All hours begin with Ps. 69-70 v.2, “God come to my assistance, Lord make haste to help me,” and then the doxology:  “Glory to the Father, and to the Son, and to the Holy Spirit: as it was in the beginning, is now, and will be forever. Amen.”

The Morning Prayer and Evening Prayer may consist of

  • opening versicle (a short verse said or sung by a priest or minister in public worship and followed by a response from the congregation) or (for morning prayer) the invitatory (Psalm 94)
  • a hymn, composed by the Church
  • two psalms, or parts of psalms with a scriptural canticle. At Morning Prayer, this consists of a psalm of praise, a canticle from the Old Testament, followed by another psalm. At Evening Prayer this consists of two psalms, or one psalm divided into two parts, and a scriptural canticle taken from the New Testament.
  • a short passage from scripture
  • a responsory (chant or anthem recited after a reading in a church service) typically a verse of scripture, but sometimes liturgical poetry
  • a canticle taken from the Gospel of Luke: the Canticle of Zechariah (Benedictus [Blessed be]) for morning prayer, and the Canticle of Mary (Magnificat: The “Song of Mary” from the Gospel of Luke, Magnificat anima mea Dominum = My soul doth magnify the Lord) for evening prayer

    Russian Orthodox icon, Zechariah

    Zechariah, Russian Orthodox icon

Nativity from an Antiphon

Nativity from an Antiphon

It looks complicated, doesn’t it? But I have to tell you, it is refreshing and renewing to drop everything at 3 p.m. or whatever because that is the time you have set aside for prayer. And if you’re not Catholic, you can develop your own structure for prayer and praise, as Sister Alma Rose has done, she created a sort of hybrid of the Divine Office, and Father Dooley says that’s fine with him, he encourages everyone to pray in the way that suits them best, as long as there’s no mutilation of poultry and stuff like that.
++++++
Directions for this task:
Could you write what comes next in the passage on the Divine Office, picking up right after its final sentence? The lines after this are separate from the passage on the Divine Office.

Data lines:
++++++
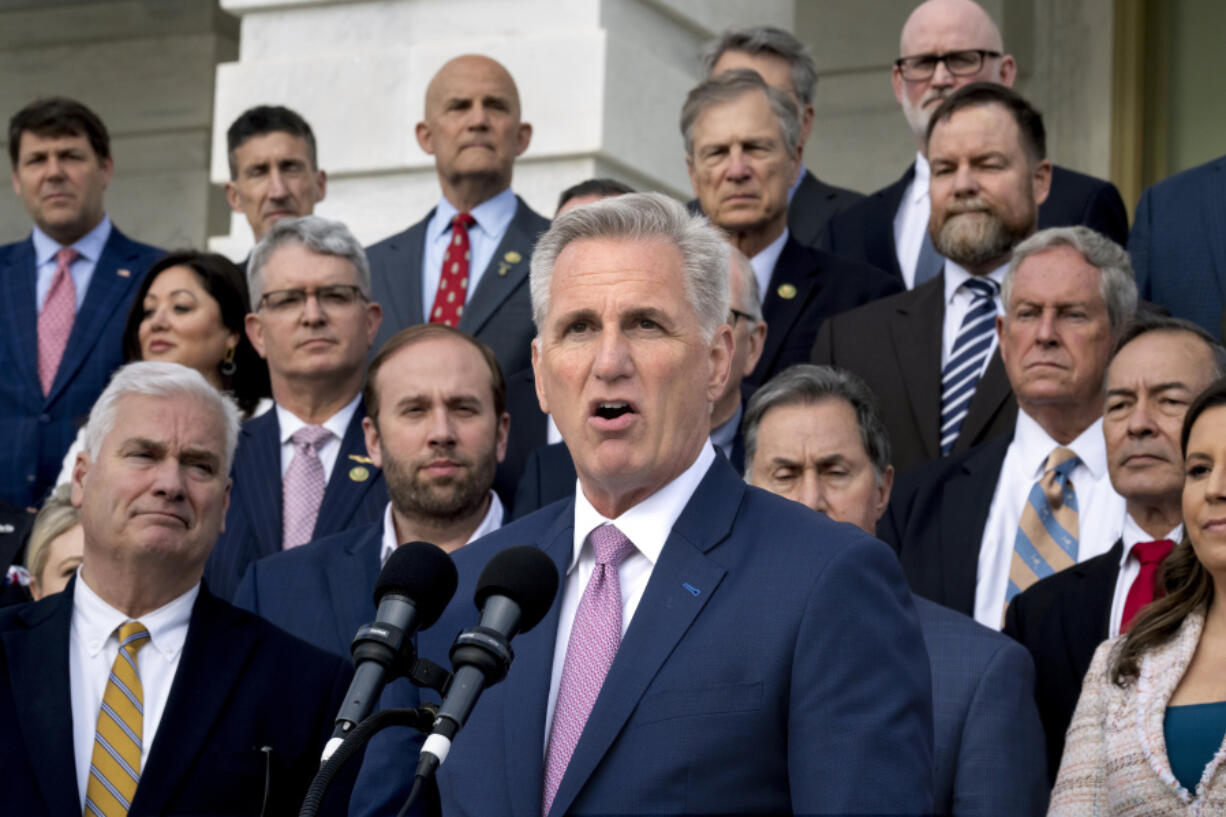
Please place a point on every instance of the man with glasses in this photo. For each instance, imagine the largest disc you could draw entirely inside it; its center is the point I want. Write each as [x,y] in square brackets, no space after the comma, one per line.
++++++
Task response:
Well, you can buy the complete Liturgy of the Hours in four volumes for more money than I have in my piggy bank, which last time I counted was $97.13, I am saving for a school trip to walk the Appalachian Trail, but there are less expensive books, such as those that have only the Morning Prayer and the Evening Prayer.

There is much, much more to be told about the subject, but Bernadette had to leave to go back to Grand Rapids and her Good Works, which she does out of love and not to earn points toward Heaven or anything like that. So I will just tell you that I, Fanny, “celebrate” the Hours four times a day using the website DivineOffice.org, which has an audio version with beautiful music, and there are other websites with text versions. Sometimes I pray with Mama, and sometimes with Sister Alma Rose, and sometimes it’s just I, Fanny.

Even if you are not a Christian, you might enjoy this prayer discipline, which is principally made up of psalms anyway, though the references to Jesus Christ Our Savior might make you cringe, I don’t know. What I do know is that I need and enjoy discipline and structure in my prayer life, and for me, Fanny McElroy, the Divine Office is the beginning of that discipline and structure.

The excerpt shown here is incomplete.